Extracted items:
:::
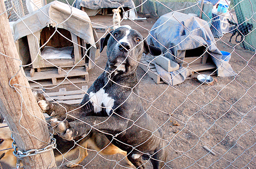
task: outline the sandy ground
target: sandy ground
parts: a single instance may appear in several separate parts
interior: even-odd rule
[[[157,18],[140,17],[147,19],[124,20],[121,24],[129,24],[146,37]],[[91,18],[94,22],[112,24],[112,16]],[[98,33],[100,37],[103,35]],[[254,52],[239,46],[233,48],[236,43],[233,40],[228,42],[230,36],[228,34],[216,40],[220,50],[231,52],[235,50],[229,63],[238,73],[235,78],[213,76],[216,81],[212,86],[200,86],[196,79],[191,79],[170,86],[165,83],[157,84],[141,68],[138,69],[138,77],[142,78],[139,86],[144,99],[144,109],[148,110],[147,113],[159,125],[162,125],[165,139],[169,143],[166,147],[168,155],[165,168],[256,168],[256,160],[253,159],[256,155],[256,59],[253,57]],[[97,61],[97,65],[104,68],[106,60],[105,49]],[[89,82],[76,85],[80,87],[90,86],[102,72],[95,67],[89,71]],[[67,90],[77,90],[72,85],[64,85],[47,92],[62,87]],[[208,153],[203,148],[205,145],[214,147],[216,155]],[[68,159],[74,159],[77,155],[76,153]],[[102,157],[90,152],[81,163],[84,168],[75,168],[131,167],[123,160],[119,162],[122,158],[120,155]],[[68,168],[64,166],[61,168]],[[152,168],[149,162],[146,168]]]

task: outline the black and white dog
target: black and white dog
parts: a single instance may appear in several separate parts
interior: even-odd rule
[[[128,159],[137,168],[145,168],[142,159],[150,160],[154,169],[163,168],[167,155],[164,133],[143,110],[136,74],[143,52],[157,56],[161,50],[148,45],[137,31],[125,27],[101,40],[100,52],[107,46],[105,71],[82,102],[60,106],[39,94],[39,105],[55,118],[51,125],[62,138],[70,140],[90,132],[103,132],[113,144],[127,152]]]
[[[235,27],[237,27],[238,25],[237,23],[235,23],[229,20],[229,19],[227,19],[227,22],[231,24],[234,25]],[[240,43],[243,40],[243,37],[246,36],[252,30],[252,24],[249,23],[244,23],[243,24],[240,25],[238,26],[238,28],[235,28],[232,31],[232,35],[230,37],[230,38],[229,39],[229,42],[231,42],[231,39],[237,33],[237,35],[235,37],[235,41],[237,43]],[[239,36],[241,36],[241,40],[240,41],[237,41],[237,37]]]

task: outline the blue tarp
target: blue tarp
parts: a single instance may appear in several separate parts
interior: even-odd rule
[[[203,46],[216,65],[218,76],[237,74],[230,65],[221,59],[209,25],[203,19],[178,12],[170,12],[157,20],[150,35],[147,40],[148,43],[160,47],[164,56],[179,65],[179,69],[170,72],[156,67],[159,74],[172,85],[182,82],[191,74],[190,69],[182,67],[186,51]]]

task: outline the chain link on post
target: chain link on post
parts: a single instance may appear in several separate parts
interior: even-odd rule
[[[52,134],[50,133],[50,135],[51,135],[51,142],[47,144],[48,145],[46,146],[44,148],[39,149],[31,149],[26,151],[22,152],[18,149],[18,147],[16,145],[15,139],[12,134],[11,137],[13,140],[13,142],[12,144],[12,146],[14,149],[13,154],[17,158],[17,163],[16,163],[17,169],[19,169],[20,167],[21,161],[22,158],[28,156],[32,156],[41,153],[44,153],[51,151],[53,149],[56,149],[57,146],[56,139],[53,138],[53,135]]]

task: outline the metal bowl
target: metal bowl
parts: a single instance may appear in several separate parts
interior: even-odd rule
[[[208,83],[212,83],[213,81],[213,78],[207,75],[206,74],[199,74],[198,76],[198,79],[201,83],[204,83],[205,81]]]

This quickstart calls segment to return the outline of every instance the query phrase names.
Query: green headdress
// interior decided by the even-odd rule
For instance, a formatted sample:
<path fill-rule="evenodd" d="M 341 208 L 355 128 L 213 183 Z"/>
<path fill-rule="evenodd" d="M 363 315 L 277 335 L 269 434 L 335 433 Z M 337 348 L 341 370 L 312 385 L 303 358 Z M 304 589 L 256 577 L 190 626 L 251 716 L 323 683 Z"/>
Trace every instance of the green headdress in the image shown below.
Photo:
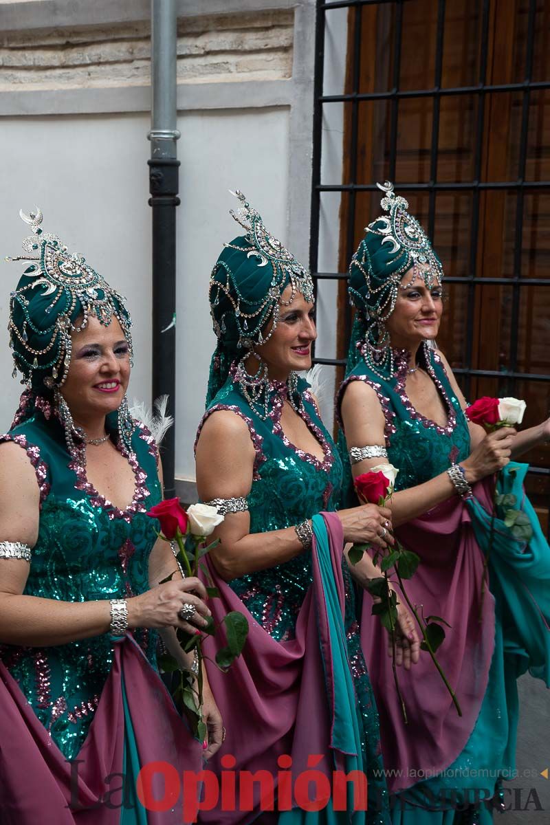
<path fill-rule="evenodd" d="M 70 253 L 57 235 L 41 228 L 42 212 L 20 215 L 33 233 L 26 238 L 25 255 L 8 261 L 30 262 L 17 288 L 10 295 L 8 330 L 13 350 L 13 376 L 44 394 L 63 384 L 71 362 L 71 332 L 87 326 L 93 314 L 107 327 L 115 317 L 130 354 L 132 319 L 124 299 L 78 252 Z"/>
<path fill-rule="evenodd" d="M 393 374 L 393 356 L 384 322 L 395 309 L 399 289 L 410 285 L 402 285 L 401 280 L 412 268 L 410 283 L 421 277 L 432 289 L 443 280 L 443 266 L 424 229 L 407 211 L 408 202 L 395 195 L 393 184 L 386 181 L 377 186 L 384 193 L 380 205 L 388 214 L 365 228 L 350 264 L 348 291 L 356 315 L 347 372 L 362 355 L 376 375 L 388 378 Z"/>
<path fill-rule="evenodd" d="M 210 365 L 207 403 L 225 383 L 231 364 L 242 351 L 247 356 L 273 334 L 281 303 L 292 304 L 297 292 L 313 301 L 309 271 L 266 229 L 242 192 L 232 194 L 241 205 L 230 214 L 246 234 L 223 244 L 210 275 L 209 299 L 218 345 Z M 290 296 L 282 301 L 289 284 Z M 271 328 L 266 332 L 270 322 Z"/>
<path fill-rule="evenodd" d="M 59 388 L 71 363 L 71 332 L 87 326 L 90 314 L 105 327 L 116 318 L 132 357 L 132 319 L 122 295 L 86 262 L 78 252 L 70 253 L 57 235 L 44 232 L 40 209 L 20 215 L 32 234 L 23 241 L 25 254 L 7 261 L 26 261 L 17 288 L 10 293 L 7 328 L 13 351 L 15 378 L 19 370 L 27 390 L 21 396 L 15 422 L 33 414 L 37 407 L 51 414 L 52 405 L 65 431 L 69 453 L 86 461 L 84 433 L 73 422 Z M 15 423 L 14 422 L 14 423 Z M 134 422 L 125 397 L 117 412 L 119 436 L 128 449 Z"/>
:::
Aim
Arrange every line of all the items above as a numbered list, skipping blank lines and leaving the pictures out.

Response for this exercise
1. task: outline the sandy ground
2. target: sandy ground
3. parts: a single instance may appear in several separate parts
4. interior: even-odd rule
5. [[[157,18],[140,17],[147,19],[124,20],[121,24],[129,24],[146,37]],[[91,18],[94,22],[112,24],[112,16]],[[98,33],[100,37],[103,35]],[[254,52],[239,46],[233,48],[236,43],[233,40],[228,42],[230,36],[228,34],[216,40],[220,50],[231,52],[235,50],[229,63],[238,73],[235,78],[213,76],[216,81],[212,86],[200,86],[196,79],[191,79],[170,86],[165,83],[157,84],[141,68],[138,69],[138,77],[142,78],[139,86],[144,99],[144,109],[148,110],[147,113],[159,125],[162,125],[165,139],[169,143],[166,147],[168,155],[165,168],[256,168],[256,160],[253,159],[256,155],[256,59],[253,57]],[[97,61],[97,65],[104,68],[106,60],[105,49]],[[89,82],[76,85],[80,87],[90,86],[102,72],[95,67],[89,71]],[[67,90],[77,90],[72,85],[64,85],[47,92],[62,87]],[[208,153],[203,148],[205,145],[214,147],[216,155]],[[68,159],[74,159],[77,155],[76,153]],[[102,157],[90,152],[81,163],[84,168],[75,168],[131,167],[123,160],[119,162],[122,158],[120,155]],[[68,168],[64,166],[61,168]],[[152,168],[149,162],[146,168]]]
6. task: outline the black and white dog
7. target: black and white dog
8. parts: a single instance may appear in several separate parts
9. interior: even-odd rule
10. [[[128,159],[137,168],[145,168],[142,159],[150,160],[154,169],[163,168],[167,155],[164,133],[143,110],[136,74],[143,52],[157,56],[161,50],[148,45],[137,31],[125,27],[101,40],[100,52],[107,46],[105,71],[82,102],[60,106],[39,94],[39,105],[55,118],[51,125],[62,138],[70,140],[90,132],[103,132],[113,144],[127,152]]]
11. [[[235,27],[237,27],[238,25],[237,23],[235,23],[229,20],[229,19],[227,19],[227,22],[231,24],[234,25]],[[240,43],[243,40],[243,37],[246,36],[252,30],[252,24],[249,23],[244,23],[243,24],[240,25],[238,26],[238,28],[235,28],[232,31],[232,35],[230,37],[230,38],[229,39],[229,42],[231,42],[231,39],[237,33],[237,35],[235,37],[235,41],[237,43]],[[239,36],[241,36],[241,40],[240,41],[237,41],[237,37]]]
12. task: outline the blue tarp
13. target: blue tarp
14. parts: a single instance may appear in several separate parts
15. interior: even-odd rule
16. [[[203,46],[216,65],[218,76],[237,74],[230,65],[221,59],[209,25],[203,19],[178,12],[170,12],[157,20],[150,35],[147,40],[148,43],[160,47],[164,56],[179,65],[179,69],[170,72],[156,67],[159,74],[172,85],[182,82],[191,74],[190,69],[182,67],[186,51]]]
17. task: outline the chain link on post
18. target: chain link on post
19. parts: a single instance may appear in several separate parts
20. interior: even-odd rule
21. [[[52,134],[50,133],[50,135],[51,135],[51,142],[47,144],[48,145],[46,146],[44,148],[39,149],[31,149],[26,151],[22,152],[18,149],[18,147],[16,145],[15,139],[12,134],[11,137],[13,140],[13,142],[12,144],[12,146],[14,149],[13,154],[17,158],[17,163],[16,163],[17,169],[19,169],[20,167],[21,161],[22,158],[28,156],[32,156],[41,153],[44,153],[51,151],[53,149],[56,149],[57,146],[56,139],[53,138],[53,135]]]
22. task: outline the metal bowl
23. target: metal bowl
24. parts: a single instance may appear in several separate parts
25. interior: even-odd rule
26. [[[208,83],[212,83],[213,81],[213,78],[207,75],[206,74],[199,74],[198,76],[198,79],[201,83],[204,83],[205,81]]]
27. This quickstart calls segment to return the outline of every instance the query phrase names.
28. Query: green headdress
29. // interior decided by the even-odd rule
30. For instance, a formatted sample:
31. <path fill-rule="evenodd" d="M 341 208 L 355 128 L 213 183 Z"/>
32. <path fill-rule="evenodd" d="M 363 315 L 277 335 L 269 434 L 335 433 Z M 337 348 L 341 370 L 312 385 L 303 358 Z M 304 589 L 256 577 L 190 626 L 251 716 L 323 683 Z"/>
33. Trace every instance of the green headdress in the image shown below.
34. Photo:
35. <path fill-rule="evenodd" d="M 70 253 L 57 235 L 41 228 L 42 212 L 20 215 L 33 233 L 26 238 L 25 255 L 8 261 L 30 262 L 17 288 L 10 295 L 8 330 L 13 350 L 13 376 L 44 394 L 63 384 L 71 362 L 71 332 L 87 326 L 93 314 L 107 327 L 115 317 L 130 354 L 132 319 L 124 299 L 78 252 Z"/>
36. <path fill-rule="evenodd" d="M 393 374 L 393 356 L 384 322 L 395 309 L 399 289 L 410 285 L 402 285 L 401 280 L 412 268 L 410 283 L 421 277 L 432 289 L 443 280 L 443 266 L 424 229 L 407 211 L 408 202 L 395 195 L 393 184 L 386 181 L 377 186 L 384 193 L 380 205 L 388 214 L 365 228 L 350 264 L 348 291 L 356 315 L 347 372 L 362 355 L 376 375 L 388 378 Z"/>
37. <path fill-rule="evenodd" d="M 210 365 L 207 403 L 225 383 L 231 364 L 242 351 L 247 356 L 273 334 L 281 303 L 292 304 L 297 292 L 313 301 L 309 271 L 266 229 L 242 192 L 232 194 L 241 205 L 230 214 L 246 234 L 223 244 L 210 275 L 209 299 L 218 345 Z M 290 296 L 282 301 L 289 284 Z M 271 328 L 266 332 L 270 322 Z"/>
38. <path fill-rule="evenodd" d="M 59 388 L 71 363 L 71 332 L 87 326 L 90 314 L 105 327 L 116 318 L 132 357 L 132 319 L 122 295 L 86 262 L 78 252 L 70 253 L 57 235 L 44 232 L 40 209 L 20 215 L 32 234 L 23 241 L 25 254 L 7 261 L 26 261 L 17 288 L 10 293 L 7 328 L 13 351 L 15 378 L 19 370 L 27 390 L 21 396 L 15 422 L 33 414 L 37 407 L 51 414 L 52 405 L 65 431 L 69 453 L 86 461 L 84 433 L 73 422 Z M 15 423 L 14 422 L 14 423 Z M 134 422 L 125 397 L 117 412 L 119 436 L 128 449 Z"/>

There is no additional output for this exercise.